>>>
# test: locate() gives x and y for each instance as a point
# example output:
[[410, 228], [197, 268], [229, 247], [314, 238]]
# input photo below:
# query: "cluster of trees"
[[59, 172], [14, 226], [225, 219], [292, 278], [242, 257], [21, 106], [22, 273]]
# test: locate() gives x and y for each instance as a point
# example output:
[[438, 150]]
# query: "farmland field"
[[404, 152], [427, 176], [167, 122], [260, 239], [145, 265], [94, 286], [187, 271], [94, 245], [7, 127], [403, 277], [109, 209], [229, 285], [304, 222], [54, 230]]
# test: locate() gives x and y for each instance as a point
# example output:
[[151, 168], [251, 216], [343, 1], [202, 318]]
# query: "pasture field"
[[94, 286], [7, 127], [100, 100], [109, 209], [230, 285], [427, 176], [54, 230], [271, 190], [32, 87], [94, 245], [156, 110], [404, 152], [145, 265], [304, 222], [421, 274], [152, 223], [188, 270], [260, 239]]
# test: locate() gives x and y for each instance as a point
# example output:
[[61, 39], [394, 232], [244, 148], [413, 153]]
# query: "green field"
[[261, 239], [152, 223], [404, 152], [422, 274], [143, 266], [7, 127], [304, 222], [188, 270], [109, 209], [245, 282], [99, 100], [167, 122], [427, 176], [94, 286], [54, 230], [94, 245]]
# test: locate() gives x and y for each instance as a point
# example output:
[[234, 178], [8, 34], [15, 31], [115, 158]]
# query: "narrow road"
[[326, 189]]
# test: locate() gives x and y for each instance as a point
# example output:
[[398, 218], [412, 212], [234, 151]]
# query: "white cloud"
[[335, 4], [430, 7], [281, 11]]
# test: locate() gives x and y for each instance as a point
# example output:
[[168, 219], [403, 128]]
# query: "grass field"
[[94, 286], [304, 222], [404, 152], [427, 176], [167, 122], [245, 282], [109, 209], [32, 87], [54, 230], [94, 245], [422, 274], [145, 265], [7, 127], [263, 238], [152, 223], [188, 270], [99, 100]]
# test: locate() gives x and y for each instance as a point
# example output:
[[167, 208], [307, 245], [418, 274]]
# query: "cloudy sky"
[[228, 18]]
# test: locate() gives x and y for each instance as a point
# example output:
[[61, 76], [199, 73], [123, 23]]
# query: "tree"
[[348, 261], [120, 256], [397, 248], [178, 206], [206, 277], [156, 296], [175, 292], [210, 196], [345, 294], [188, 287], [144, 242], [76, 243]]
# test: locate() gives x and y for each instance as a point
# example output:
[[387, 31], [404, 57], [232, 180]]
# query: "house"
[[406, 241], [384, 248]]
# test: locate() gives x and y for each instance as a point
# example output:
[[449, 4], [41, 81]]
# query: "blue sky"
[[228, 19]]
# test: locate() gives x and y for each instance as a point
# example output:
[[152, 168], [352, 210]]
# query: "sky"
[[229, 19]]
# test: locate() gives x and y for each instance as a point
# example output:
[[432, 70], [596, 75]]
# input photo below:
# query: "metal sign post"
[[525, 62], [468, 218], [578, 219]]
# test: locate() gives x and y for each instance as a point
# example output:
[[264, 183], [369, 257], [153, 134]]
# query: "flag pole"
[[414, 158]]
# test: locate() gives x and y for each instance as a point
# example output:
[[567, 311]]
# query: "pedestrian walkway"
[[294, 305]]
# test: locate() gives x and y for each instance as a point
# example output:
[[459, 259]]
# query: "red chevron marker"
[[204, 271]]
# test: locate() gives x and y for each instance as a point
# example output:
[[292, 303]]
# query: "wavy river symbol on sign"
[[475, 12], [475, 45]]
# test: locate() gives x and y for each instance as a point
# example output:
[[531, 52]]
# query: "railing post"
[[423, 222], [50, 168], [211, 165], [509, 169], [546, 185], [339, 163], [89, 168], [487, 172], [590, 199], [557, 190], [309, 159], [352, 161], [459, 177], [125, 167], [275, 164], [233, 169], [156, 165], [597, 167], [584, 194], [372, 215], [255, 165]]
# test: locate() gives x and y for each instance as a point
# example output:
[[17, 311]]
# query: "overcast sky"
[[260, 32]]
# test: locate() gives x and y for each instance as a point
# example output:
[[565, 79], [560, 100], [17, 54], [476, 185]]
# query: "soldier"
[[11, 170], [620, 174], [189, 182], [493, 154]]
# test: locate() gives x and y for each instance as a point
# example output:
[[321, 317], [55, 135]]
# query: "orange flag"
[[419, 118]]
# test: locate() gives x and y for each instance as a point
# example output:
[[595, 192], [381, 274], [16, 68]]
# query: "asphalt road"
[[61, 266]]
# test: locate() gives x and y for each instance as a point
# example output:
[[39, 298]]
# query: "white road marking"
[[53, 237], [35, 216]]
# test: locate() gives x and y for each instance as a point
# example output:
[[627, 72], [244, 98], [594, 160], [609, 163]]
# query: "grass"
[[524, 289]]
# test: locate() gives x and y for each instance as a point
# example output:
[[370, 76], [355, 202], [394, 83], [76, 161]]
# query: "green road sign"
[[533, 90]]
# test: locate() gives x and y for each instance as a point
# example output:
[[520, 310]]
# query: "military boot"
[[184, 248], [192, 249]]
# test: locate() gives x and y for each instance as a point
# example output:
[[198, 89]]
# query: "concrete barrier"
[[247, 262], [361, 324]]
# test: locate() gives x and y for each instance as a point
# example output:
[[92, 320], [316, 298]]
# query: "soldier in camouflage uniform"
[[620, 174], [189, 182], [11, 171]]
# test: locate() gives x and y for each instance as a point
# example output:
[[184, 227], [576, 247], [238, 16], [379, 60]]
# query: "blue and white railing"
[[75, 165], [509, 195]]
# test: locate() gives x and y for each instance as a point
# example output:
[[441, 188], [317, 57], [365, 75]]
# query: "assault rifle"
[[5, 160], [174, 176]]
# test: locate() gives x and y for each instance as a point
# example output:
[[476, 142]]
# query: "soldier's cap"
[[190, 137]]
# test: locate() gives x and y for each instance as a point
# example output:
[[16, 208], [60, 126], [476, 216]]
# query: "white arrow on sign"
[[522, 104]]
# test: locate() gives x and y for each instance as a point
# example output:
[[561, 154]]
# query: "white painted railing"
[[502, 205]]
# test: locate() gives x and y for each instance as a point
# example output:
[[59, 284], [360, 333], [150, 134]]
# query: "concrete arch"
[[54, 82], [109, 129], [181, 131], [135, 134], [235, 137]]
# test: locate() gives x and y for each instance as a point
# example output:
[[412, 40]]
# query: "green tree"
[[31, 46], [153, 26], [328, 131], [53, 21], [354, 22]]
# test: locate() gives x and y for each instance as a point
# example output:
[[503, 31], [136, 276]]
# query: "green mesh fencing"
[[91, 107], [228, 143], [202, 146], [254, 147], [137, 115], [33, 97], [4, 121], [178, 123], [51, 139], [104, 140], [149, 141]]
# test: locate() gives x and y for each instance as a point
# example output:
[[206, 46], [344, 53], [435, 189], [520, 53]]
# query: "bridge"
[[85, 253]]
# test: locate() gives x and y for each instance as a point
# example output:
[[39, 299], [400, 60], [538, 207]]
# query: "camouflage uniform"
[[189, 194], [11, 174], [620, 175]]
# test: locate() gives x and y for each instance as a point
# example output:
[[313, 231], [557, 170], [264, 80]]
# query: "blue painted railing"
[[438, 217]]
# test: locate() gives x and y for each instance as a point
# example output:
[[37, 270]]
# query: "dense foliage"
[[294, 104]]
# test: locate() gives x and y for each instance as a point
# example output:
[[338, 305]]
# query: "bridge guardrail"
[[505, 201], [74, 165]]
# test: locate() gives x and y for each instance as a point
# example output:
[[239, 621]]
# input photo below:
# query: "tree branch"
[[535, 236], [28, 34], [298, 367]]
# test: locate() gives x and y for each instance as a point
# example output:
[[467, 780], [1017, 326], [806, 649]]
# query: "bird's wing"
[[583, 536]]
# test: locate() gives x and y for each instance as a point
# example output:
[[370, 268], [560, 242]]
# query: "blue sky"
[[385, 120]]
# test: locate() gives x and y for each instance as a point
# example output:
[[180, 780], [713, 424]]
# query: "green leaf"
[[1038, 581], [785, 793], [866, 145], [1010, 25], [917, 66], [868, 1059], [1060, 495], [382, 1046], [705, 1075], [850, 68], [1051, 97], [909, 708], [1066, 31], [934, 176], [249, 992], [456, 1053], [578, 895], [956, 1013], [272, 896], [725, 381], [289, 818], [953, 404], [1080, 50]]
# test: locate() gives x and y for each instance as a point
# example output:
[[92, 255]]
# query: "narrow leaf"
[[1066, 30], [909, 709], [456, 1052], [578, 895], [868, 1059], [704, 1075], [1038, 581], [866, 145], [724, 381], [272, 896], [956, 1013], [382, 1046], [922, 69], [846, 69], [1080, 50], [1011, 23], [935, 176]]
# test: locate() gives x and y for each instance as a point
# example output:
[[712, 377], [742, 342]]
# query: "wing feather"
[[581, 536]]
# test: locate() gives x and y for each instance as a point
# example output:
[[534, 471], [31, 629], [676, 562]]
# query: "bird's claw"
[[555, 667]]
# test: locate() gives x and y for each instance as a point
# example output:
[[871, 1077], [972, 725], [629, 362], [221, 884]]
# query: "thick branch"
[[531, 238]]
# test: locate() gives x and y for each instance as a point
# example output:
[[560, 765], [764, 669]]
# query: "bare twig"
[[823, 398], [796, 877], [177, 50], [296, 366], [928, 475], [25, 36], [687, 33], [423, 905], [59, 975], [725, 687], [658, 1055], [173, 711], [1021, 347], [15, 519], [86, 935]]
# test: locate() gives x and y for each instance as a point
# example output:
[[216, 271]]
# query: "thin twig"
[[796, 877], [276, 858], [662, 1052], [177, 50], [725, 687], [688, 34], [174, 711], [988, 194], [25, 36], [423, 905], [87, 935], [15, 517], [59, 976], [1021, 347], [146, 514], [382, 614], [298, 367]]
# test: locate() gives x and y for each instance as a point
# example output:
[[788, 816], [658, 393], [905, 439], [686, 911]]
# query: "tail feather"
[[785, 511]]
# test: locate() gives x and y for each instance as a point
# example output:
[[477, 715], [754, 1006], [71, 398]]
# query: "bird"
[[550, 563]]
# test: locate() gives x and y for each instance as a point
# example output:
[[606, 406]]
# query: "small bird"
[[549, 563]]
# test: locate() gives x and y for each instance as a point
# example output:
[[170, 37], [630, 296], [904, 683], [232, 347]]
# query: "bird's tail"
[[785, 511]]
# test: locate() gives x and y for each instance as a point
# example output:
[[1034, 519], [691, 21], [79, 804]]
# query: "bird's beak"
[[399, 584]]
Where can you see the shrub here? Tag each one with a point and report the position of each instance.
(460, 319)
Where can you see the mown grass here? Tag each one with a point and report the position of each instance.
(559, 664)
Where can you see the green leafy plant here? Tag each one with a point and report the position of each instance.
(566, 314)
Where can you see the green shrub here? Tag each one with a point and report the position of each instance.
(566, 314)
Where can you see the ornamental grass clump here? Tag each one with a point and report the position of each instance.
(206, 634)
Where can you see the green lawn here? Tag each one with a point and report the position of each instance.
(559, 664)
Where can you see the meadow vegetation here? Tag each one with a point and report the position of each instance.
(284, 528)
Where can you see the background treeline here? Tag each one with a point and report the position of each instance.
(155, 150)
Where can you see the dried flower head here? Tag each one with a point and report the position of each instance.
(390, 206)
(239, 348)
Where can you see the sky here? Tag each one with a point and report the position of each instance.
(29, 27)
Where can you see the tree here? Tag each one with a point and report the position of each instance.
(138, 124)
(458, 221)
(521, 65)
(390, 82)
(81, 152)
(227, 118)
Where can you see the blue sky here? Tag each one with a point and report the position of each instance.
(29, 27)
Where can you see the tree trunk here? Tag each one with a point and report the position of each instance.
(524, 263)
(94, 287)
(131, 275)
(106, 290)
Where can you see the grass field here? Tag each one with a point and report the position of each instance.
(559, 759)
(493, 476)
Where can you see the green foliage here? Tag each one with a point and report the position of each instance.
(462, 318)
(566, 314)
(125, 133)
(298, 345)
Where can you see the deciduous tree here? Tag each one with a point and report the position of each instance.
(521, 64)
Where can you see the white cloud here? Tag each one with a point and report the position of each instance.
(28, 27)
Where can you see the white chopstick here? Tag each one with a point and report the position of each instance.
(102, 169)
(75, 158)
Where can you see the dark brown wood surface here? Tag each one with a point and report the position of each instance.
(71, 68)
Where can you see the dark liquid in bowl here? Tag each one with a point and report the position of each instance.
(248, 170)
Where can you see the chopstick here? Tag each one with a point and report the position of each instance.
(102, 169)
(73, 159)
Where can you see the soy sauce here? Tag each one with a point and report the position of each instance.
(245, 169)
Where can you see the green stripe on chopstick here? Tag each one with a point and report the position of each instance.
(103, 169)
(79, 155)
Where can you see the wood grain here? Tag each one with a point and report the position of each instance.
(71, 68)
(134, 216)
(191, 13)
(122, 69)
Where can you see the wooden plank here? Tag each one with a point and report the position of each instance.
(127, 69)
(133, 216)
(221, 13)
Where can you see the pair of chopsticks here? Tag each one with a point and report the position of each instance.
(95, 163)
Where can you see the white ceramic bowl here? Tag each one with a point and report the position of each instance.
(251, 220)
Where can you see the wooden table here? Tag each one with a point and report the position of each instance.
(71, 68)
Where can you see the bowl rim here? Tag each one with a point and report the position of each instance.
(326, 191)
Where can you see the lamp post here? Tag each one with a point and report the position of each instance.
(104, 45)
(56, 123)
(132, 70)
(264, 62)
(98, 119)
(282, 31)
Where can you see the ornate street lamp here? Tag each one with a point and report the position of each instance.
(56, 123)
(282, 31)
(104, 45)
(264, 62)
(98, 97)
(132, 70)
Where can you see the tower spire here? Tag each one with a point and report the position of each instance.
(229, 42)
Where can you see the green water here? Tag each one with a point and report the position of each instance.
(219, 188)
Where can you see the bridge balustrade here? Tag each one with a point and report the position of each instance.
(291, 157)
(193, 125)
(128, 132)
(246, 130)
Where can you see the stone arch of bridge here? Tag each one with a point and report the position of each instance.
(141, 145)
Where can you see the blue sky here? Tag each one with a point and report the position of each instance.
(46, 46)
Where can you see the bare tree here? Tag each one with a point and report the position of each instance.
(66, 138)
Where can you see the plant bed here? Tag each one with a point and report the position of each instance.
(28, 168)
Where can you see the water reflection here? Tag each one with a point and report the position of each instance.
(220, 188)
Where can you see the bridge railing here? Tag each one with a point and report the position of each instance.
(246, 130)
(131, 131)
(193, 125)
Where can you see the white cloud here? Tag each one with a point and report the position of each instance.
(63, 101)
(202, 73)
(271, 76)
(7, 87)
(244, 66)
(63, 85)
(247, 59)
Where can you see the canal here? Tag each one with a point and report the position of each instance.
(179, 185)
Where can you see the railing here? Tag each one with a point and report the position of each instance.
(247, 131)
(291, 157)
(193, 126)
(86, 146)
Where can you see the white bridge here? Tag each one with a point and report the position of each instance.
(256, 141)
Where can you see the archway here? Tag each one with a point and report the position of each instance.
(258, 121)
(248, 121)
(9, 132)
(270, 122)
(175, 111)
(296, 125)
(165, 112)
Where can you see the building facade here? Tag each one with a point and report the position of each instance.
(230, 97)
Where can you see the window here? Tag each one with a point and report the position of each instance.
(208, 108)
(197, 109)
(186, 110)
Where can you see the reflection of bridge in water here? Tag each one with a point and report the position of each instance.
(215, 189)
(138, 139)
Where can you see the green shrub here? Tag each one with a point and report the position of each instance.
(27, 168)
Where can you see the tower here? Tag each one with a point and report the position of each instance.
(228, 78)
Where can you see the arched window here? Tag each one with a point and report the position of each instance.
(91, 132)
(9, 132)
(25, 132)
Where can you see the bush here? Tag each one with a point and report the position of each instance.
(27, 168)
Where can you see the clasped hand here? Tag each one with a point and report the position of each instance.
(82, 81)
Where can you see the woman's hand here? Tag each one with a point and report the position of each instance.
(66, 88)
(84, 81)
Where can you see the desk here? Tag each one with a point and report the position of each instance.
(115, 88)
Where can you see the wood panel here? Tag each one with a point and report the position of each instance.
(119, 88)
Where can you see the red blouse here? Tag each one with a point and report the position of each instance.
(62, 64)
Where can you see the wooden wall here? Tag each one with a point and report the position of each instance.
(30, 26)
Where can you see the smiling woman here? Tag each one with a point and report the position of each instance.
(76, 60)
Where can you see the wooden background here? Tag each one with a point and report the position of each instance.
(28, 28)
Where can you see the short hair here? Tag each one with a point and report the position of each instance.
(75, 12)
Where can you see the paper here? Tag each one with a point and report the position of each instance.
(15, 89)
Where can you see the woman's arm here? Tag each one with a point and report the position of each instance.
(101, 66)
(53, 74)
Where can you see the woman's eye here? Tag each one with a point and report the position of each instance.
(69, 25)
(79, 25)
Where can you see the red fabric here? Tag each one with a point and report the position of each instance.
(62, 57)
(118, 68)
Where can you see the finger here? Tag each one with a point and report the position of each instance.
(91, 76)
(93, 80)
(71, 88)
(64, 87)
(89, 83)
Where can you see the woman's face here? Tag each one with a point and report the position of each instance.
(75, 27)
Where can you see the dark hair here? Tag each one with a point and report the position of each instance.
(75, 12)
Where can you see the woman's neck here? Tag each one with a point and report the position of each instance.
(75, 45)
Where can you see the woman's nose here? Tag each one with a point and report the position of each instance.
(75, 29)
<<<
Exercise details >>
Using the entries above, quote each line verbatim from the first through the line that contains "[[151, 168], [251, 216], [343, 1], [202, 318]]".

The answer >>
# test: locate() gives x and y for each instance as a point
# example output:
[[410, 228], [197, 268], [229, 247], [314, 238]]
# input photo below:
# query: "cluster of trees"
[[59, 172], [14, 226], [225, 219], [292, 278], [242, 257], [21, 106], [22, 273]]
# test: locate() gives x and y for each instance as a point
# example output:
[[438, 150]]
# query: "farmland field"
[[404, 152], [427, 176], [167, 122], [260, 239], [145, 265], [94, 286], [187, 271], [94, 245], [7, 127], [403, 277], [109, 209], [229, 285], [304, 222], [54, 230]]
# test: locate() gives x and y for each instance as a point
# example output:
[[151, 168], [251, 216], [343, 1], [202, 318]]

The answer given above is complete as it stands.